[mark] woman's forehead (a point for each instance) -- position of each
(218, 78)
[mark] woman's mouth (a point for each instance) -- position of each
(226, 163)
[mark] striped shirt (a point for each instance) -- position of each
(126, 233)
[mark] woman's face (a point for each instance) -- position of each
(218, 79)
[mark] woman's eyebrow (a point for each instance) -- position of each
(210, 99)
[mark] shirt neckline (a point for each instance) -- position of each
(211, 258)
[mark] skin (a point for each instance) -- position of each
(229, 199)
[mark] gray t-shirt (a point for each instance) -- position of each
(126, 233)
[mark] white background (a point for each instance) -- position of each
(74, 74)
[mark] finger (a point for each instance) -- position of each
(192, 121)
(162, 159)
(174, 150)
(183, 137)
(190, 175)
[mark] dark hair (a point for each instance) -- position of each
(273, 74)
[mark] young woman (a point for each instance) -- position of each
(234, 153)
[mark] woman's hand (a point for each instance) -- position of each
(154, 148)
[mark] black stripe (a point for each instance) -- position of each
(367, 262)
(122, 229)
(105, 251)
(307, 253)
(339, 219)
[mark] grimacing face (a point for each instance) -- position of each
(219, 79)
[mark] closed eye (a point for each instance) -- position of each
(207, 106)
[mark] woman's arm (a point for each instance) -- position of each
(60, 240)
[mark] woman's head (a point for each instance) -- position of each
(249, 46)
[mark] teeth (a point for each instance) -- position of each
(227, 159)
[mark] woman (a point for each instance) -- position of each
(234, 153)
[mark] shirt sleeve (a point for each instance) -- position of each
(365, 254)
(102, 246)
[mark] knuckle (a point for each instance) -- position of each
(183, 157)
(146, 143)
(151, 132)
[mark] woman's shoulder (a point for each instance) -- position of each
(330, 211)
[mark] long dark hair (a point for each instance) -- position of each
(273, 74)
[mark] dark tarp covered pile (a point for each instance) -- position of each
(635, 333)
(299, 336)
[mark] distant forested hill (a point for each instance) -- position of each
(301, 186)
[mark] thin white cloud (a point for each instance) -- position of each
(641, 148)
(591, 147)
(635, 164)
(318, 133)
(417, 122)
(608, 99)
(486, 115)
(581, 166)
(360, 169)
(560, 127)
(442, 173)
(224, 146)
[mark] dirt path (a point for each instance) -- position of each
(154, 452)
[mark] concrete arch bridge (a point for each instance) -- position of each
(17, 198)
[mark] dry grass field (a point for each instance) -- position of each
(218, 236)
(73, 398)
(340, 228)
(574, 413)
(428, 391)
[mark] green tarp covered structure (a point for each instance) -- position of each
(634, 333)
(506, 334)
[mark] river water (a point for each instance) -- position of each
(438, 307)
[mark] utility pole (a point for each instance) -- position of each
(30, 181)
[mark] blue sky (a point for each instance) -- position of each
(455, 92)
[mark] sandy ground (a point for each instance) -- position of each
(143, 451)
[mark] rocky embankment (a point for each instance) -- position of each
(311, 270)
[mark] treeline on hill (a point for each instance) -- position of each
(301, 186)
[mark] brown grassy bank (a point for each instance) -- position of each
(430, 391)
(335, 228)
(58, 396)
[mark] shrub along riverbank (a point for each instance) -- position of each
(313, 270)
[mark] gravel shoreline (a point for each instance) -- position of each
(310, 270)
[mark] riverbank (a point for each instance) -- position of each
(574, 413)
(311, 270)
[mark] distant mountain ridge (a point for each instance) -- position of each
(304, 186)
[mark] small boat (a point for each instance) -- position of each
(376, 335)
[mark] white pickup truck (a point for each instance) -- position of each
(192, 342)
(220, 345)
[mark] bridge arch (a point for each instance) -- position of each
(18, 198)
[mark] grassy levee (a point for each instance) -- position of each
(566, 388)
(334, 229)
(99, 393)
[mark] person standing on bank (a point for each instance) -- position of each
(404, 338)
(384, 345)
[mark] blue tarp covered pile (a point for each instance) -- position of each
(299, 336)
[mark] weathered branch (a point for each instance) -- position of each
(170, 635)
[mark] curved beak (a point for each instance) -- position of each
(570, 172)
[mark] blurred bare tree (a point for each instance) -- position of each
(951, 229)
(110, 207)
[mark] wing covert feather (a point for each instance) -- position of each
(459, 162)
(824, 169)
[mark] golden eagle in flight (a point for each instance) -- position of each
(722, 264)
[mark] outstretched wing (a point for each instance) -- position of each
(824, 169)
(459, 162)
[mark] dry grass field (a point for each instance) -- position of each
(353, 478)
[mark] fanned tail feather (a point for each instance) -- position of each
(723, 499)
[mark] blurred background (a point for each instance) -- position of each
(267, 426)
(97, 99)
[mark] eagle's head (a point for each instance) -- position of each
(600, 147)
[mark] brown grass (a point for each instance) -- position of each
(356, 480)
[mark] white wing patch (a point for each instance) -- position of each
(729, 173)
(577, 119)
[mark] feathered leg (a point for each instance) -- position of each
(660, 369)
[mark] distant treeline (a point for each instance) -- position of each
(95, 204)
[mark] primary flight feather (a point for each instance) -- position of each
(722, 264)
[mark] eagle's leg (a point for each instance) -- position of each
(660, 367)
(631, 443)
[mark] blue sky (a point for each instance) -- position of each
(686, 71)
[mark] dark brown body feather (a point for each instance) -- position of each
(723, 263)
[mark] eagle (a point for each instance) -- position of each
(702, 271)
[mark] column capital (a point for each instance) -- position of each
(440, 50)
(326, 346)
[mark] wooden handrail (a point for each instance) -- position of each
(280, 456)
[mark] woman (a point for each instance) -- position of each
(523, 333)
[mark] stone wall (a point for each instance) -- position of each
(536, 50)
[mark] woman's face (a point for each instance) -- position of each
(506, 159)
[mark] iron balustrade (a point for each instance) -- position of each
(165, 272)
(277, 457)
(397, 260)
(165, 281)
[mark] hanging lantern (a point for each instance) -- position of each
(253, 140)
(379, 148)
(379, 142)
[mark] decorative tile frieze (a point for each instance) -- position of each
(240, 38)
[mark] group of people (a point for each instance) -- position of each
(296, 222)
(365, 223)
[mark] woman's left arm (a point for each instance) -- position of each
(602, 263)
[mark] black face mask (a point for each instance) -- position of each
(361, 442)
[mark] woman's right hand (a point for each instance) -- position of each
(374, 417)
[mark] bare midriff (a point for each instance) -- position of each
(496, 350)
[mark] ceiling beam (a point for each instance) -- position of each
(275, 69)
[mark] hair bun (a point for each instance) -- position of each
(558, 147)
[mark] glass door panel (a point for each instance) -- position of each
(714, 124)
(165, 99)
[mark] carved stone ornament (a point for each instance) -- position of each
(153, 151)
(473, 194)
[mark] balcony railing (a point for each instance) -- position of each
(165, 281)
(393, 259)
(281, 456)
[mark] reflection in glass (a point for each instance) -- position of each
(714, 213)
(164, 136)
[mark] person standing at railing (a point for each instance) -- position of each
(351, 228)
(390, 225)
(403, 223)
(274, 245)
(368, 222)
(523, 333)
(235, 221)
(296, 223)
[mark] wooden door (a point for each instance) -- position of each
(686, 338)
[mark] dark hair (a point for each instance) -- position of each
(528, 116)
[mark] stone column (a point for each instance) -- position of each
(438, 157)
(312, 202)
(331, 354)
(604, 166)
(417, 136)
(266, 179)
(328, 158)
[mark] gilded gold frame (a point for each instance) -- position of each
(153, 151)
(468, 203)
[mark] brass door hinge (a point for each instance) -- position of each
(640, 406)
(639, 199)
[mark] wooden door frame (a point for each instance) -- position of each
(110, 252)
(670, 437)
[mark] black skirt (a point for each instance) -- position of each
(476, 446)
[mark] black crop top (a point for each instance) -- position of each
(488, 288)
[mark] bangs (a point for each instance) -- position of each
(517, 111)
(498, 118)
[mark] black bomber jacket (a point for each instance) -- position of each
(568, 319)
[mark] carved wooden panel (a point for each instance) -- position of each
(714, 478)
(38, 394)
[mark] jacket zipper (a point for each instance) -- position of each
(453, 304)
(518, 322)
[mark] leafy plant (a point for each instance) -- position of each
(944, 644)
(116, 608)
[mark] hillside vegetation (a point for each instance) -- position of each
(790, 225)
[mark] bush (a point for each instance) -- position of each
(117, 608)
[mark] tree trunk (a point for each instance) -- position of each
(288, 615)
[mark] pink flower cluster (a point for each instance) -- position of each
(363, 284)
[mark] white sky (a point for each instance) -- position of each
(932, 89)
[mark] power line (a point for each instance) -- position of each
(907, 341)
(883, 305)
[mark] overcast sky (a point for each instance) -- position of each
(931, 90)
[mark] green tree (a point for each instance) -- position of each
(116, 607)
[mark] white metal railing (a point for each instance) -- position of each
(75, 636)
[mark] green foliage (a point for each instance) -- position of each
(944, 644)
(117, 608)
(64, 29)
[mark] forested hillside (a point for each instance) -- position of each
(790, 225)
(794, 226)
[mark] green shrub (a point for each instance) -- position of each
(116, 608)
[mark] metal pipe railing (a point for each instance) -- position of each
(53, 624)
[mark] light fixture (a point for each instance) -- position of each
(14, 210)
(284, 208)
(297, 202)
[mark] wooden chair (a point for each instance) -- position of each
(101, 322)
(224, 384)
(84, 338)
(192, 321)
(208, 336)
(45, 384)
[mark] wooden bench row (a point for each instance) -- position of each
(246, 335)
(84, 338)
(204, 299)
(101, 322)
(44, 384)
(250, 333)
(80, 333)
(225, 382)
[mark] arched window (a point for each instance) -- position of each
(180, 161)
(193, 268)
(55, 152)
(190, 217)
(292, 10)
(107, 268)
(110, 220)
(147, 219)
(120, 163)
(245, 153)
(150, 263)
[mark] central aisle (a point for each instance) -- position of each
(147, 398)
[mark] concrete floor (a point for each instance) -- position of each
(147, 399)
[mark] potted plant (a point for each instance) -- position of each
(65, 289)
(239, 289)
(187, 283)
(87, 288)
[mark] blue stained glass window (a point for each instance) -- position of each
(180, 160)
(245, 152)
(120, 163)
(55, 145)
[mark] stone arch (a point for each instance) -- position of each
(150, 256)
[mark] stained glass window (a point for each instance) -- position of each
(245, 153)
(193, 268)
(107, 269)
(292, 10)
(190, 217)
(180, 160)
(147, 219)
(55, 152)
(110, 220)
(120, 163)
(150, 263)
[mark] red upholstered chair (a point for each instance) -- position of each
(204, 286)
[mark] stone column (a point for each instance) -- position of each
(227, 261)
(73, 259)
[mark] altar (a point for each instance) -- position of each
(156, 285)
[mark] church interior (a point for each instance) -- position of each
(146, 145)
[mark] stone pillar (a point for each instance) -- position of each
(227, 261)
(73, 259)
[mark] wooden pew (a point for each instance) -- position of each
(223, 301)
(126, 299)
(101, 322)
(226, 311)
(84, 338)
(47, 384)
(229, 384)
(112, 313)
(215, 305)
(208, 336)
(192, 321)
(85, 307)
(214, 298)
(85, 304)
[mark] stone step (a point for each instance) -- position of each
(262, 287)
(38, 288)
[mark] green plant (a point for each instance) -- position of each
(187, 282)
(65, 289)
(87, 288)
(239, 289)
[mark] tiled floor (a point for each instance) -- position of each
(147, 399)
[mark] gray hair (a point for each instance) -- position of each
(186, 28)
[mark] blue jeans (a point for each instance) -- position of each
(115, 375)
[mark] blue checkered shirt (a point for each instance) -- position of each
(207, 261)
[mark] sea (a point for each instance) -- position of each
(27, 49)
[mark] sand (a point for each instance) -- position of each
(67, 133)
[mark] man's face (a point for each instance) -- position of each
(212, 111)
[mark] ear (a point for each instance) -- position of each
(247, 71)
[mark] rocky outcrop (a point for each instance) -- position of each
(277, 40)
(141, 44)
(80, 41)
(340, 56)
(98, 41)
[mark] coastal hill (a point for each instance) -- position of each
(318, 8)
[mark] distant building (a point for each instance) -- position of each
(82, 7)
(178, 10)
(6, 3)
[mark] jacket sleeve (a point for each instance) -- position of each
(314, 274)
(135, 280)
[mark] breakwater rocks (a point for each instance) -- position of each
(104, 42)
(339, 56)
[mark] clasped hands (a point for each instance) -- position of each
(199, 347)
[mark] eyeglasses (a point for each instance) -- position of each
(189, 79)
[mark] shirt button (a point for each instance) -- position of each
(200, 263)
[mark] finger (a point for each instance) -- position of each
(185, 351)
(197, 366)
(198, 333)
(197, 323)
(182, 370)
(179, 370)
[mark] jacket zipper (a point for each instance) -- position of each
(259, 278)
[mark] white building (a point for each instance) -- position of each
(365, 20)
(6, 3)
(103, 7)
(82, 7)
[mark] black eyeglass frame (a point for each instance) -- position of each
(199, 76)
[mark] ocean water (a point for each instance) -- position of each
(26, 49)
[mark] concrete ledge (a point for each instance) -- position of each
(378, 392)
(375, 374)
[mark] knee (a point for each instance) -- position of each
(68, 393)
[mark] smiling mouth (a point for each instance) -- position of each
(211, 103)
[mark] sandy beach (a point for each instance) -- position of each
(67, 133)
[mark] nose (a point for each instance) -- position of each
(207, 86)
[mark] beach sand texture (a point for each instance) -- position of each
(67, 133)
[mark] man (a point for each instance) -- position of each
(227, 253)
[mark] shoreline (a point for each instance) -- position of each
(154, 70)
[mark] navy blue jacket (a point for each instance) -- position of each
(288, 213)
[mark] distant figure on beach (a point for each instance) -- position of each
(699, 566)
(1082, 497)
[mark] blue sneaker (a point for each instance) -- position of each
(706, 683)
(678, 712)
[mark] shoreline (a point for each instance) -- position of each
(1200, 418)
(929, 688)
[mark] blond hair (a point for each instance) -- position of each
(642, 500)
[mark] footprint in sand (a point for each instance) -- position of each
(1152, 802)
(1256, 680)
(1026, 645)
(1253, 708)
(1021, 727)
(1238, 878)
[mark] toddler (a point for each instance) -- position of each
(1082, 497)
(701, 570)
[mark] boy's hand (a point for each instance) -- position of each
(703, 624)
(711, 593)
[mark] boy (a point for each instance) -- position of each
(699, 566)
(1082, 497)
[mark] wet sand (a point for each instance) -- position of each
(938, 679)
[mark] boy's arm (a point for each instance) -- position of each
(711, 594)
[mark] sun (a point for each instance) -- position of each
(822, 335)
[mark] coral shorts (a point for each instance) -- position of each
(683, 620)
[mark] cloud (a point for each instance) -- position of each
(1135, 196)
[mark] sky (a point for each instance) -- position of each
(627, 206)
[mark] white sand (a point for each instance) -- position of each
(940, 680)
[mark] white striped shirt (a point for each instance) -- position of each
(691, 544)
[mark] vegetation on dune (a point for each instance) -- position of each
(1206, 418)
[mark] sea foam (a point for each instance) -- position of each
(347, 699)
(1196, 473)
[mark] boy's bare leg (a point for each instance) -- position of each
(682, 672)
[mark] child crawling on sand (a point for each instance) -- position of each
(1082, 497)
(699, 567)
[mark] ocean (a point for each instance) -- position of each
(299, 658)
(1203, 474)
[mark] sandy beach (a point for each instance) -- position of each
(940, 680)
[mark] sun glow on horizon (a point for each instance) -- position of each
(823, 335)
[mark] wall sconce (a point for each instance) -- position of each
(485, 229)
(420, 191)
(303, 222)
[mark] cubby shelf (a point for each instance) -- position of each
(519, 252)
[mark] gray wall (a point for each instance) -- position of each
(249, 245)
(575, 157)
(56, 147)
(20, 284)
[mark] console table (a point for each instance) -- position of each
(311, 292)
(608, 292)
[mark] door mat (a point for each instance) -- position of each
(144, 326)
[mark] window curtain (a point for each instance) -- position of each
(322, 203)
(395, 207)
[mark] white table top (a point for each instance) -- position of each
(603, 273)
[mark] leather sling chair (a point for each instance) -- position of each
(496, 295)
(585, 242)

══════

**What is expected:** Reproduce the material word for word, starting at the line that contains "[mark] toddler (a" and ending with the last line of the material.

**Exercise response:**
[mark] toddler (a point for each instance) -- position of each
(1082, 497)
(701, 570)
[mark] boy's hand (a point for each instance) -- position of each
(703, 624)
(711, 593)
[mark] boy (a point for each instance) -- position of each
(699, 566)
(1082, 497)
[mark] wet sand (a point for each instance) -- position of each
(938, 679)
[mark] boy's arm (a point for each instance) -- position of each
(711, 594)
[mark] sun (a point for each instance) -- position of each
(822, 335)
[mark] coral shorts (a point for each instance) -- position of each
(683, 620)
[mark] cloud (a point for each instance) -- position of each
(1135, 196)
[mark] sky (a point for each instance) -- position of each
(627, 206)
[mark] white sand (a point for each instance) -- position of each
(940, 680)
[mark] white striped shirt (a point for each instance) -- position of each
(691, 544)
[mark] vegetation on dune (a point for each instance) -- position of each
(1206, 418)
[mark] sea foam (a point for each instance) -- position of each
(347, 699)
(1196, 473)
[mark] boy's bare leg (a point for each instance) -- position of each
(682, 672)
[mark] child crawling on sand (a point for each instance) -- position of each
(1082, 497)
(699, 567)
[mark] ocean (a point for each instance) -- position of each
(299, 658)
(1203, 474)
[mark] sandy beach (a point for each instance) -- position of each
(940, 680)
[mark] sun glow on horizon (a point for each instance) -- position of each
(823, 335)
[mark] wall sconce (a point for each instance) -- position of each
(485, 229)
(420, 191)
(303, 222)
[mark] cubby shelf (a point for each instance) -- position of each
(519, 252)
[mark] gray wall (a point for each instance) -- position of each
(249, 245)
(575, 157)
(56, 147)
(20, 284)
[mark] console table (a point for each instance) -- position of each
(311, 292)
(608, 292)
[mark] door mat (a point for each instance) -- position of each
(144, 326)
[mark] window curtain (a point for each instance) -- position of each
(322, 203)
(395, 207)
[mark] white table top (a point for each instance) -- position of each
(603, 273)
[mark] leather sling chair (a point for each instance) -- position of each
(496, 295)
(585, 242)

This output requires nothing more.